• [Exercise instructions]:
1. Answer these questions about the essay on living with chronic illness:
(a) How many nasal sprays a day are part of the writer's regimen?
(b) What did the holistic doctor tell the writer to rest in?
(c) Which ear might send the writer back to the ENT?
2. Could you go on with the essay on living with chronic illness, picking up right after its last sentence?

• [Text for analysis]:
"""

I often find myself avoiding this place of self-reflection, because of the unknowns. Where will it go? What will I discover? Do I even want to uncover what has been lying dormant there? And then, frequently, the notion that my inner life doesn’t matter quite as much as another mundane, “urgent” task floods my brain and the valuable opportunity for quiet just slips right on by.

Today, as I resist that urge to flee, I think about my health.

The ever-changing, ever-puzzling world of chronic illness.

There are times in which I feel motivated to stick to a regimen that I know is best for me. No dairy, no gluten, no processed sugars. No caffeine. No alcohol. Exercise. Three nasal sprays a day, correct medicines in the morning and night, and of course the weekly putting-on of my big girl panties to give myself a shot that makes me instantly feel like hot garbage.

And then there are times when I opt to drink the caffeine for the energy and deal with the after-effects, as I’ve done most every morning lately. Or when I dare take that bite of cake because I’d rather enjoy the moment now and take the risk of feeling worse later.

I was talking with a friend last night that cares a lot about me. That is a treasure in itself, but what makes her an even better friend is that she asks questions. Good questions. She asked, “how is your health?” and my answer caught me off guard.  

“I’m good, well, I think, I mean, I had a rough patch with my sinuses after my dad passed away, which is mostly better except that I think I might be going back to the ENT any day now for the ear that doesn’t have a tube at the moment. And really, ever since I was diagnosed I haven’t had any MAJOR issues, like the kind that other people have with my disease.”

It occurred to me that I don’t know what “good health” really is, for me. What is “remission,” anyway? Is it going off of medicine altogether, or is it staying in a period of low-level maintenance for an extended period of time? I think it really depends on the disease, and the person. And this person with this rare disease is still in the process of figuring it out.

And then I remembered what my holistic doctor told me at my most recent appointment with her. “You need to just rest in the fact that you are in a recovery period.”

I have never once thought of myself as being in a “recovery period.” I have always (subconsciously or not) looked at my health as something I can work toward. Something I have the power to improve. Which is a bit comical, seeing as I was hit with an unexpected disease that has no known cause and has radically changed my life.

You see, I have been holding onto a sense of control that has ultimately been detrimental to me. Yes, our choices have consequences. Good or bad, they do affect the way we feel and heal. But I have put all of the burden on myself and my choices, when ultimately, I can’t control what tomorrow brings. I do not choose the outcome of my health and life in the end.

I saw this so clearly with my dad and his situation. He fought with everything in him, harder and stronger than anyone I’ve ever known. If his ultimate outcome on this earth was dependent on how hard he fought for good health, he would be here, training for a marathon right now.

"""

• [Dataset records]:
"""

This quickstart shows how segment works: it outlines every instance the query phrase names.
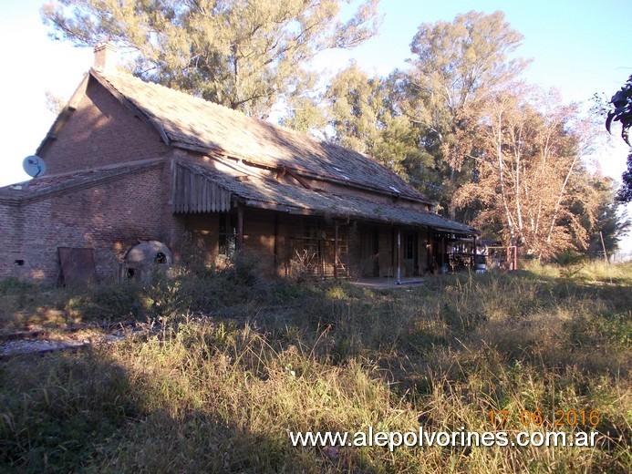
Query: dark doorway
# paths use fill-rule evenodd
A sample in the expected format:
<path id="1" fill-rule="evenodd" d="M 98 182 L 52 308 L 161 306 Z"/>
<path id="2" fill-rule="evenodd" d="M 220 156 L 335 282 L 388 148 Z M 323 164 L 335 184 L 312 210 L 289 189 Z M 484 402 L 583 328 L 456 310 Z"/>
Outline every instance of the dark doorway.
<path id="1" fill-rule="evenodd" d="M 379 276 L 379 229 L 368 227 L 362 231 L 362 274 Z"/>
<path id="2" fill-rule="evenodd" d="M 419 273 L 417 262 L 417 232 L 406 232 L 403 235 L 402 242 L 402 257 L 404 268 L 406 269 L 406 276 L 414 276 Z"/>

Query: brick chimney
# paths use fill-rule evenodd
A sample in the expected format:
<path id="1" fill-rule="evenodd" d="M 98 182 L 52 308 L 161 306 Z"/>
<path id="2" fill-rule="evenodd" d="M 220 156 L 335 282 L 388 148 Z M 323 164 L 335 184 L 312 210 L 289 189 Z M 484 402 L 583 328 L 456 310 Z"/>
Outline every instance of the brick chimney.
<path id="1" fill-rule="evenodd" d="M 119 48 L 110 42 L 94 46 L 93 67 L 100 72 L 114 72 L 119 59 Z"/>

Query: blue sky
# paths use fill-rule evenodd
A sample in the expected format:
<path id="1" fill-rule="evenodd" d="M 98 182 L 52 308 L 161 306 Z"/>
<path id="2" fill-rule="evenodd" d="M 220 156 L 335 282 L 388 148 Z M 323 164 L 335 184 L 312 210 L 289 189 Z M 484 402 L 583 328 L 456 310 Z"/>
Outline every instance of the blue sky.
<path id="1" fill-rule="evenodd" d="M 0 186 L 28 178 L 22 160 L 35 153 L 55 119 L 46 91 L 69 98 L 92 64 L 88 48 L 47 37 L 39 16 L 43 4 L 0 0 Z M 595 93 L 609 98 L 632 74 L 630 6 L 629 0 L 381 0 L 385 17 L 378 36 L 351 52 L 324 55 L 314 66 L 333 74 L 355 58 L 369 73 L 388 74 L 404 67 L 420 23 L 502 10 L 524 36 L 516 54 L 533 59 L 524 73 L 528 82 L 560 89 L 565 101 L 587 101 Z M 605 173 L 620 179 L 627 148 L 616 136 L 609 141 L 596 158 Z"/>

"""

• [Outputs for the tasks]:
1.
(a) Three.
(b) The fact that the writer is in a recovery period.
(c) The ear that doesn't have a tube at the moment.

2.
But this is where faith comes in. Without hesitation, I would have wanted to my dad to go back in time and never be diagnosed with stomach cancer, never experience any suffering, and get to stay here on earth with us for as long as possible. Deep down, I know that’s the way it was supposed to be. No sickness, no suffering, together forever.

It was supposed to be that way from the beginning.

Instead, we are stuck with a world that is messed up, broken, filled with sickness, pain, suffering, loss, and if we’re lucky, some recovery periods mixed in.

The past year has been a doozy for our whole family. But one of the things my dad liked to talk about was that this earth is so temporary. We are in what will eventually be like a passing moment in the breadth of eternity.

So, I can take that knowledge and live in the awareness that today is what I have been given. I can do my best to make good choices, but ultimately my life is in the hands of the One who made the universe. I can rest. I can remember that I am loved, first and foremost. And that my suffering is not in vain.

For Christmas, my sister gave us all a framed quote that came from our dad’s journal. It reads,

“God is in control of my life, today and every hour of every day. He gives me the fruits of the spirit even when Satan tries to bring ‘self-pity’ into my mind. These trials present me an opportunity to show God’s love and presence in all of our lives. Keep praying. This is a chapter in our lives but not the whole story. God is the author and I can’t wait to see how He uses this for His Kingdom.”

-Scott Butler

“Keep praying.”

If I strive for anything in this new year, this new decade, I want it to be this. And to daily, consciously, place my life, my health, my kids’ lives, our family, into His hands. They are all so much safer there than they are locked up inside of my own mind where I am vying for control and dominance over them.

“This is a chapter in our lives but not the whole story.”

My dad saw the mystery, the beauty in the fact that all of this will eventually come together for good. Even if the ultimate outcome is beyond what we will physically see with our eyes on this side of heaven.

I want to see that too.

So this year, I hope we can all come a little closer to the perspective my dad held at the end of his life. Cease striving to be ANYthing that we “think” or “expect” that we SHOULD be on our own accord, and let our souls rest in the God who made us and promises to restore, support, strengthen and establish us in His infallible ways.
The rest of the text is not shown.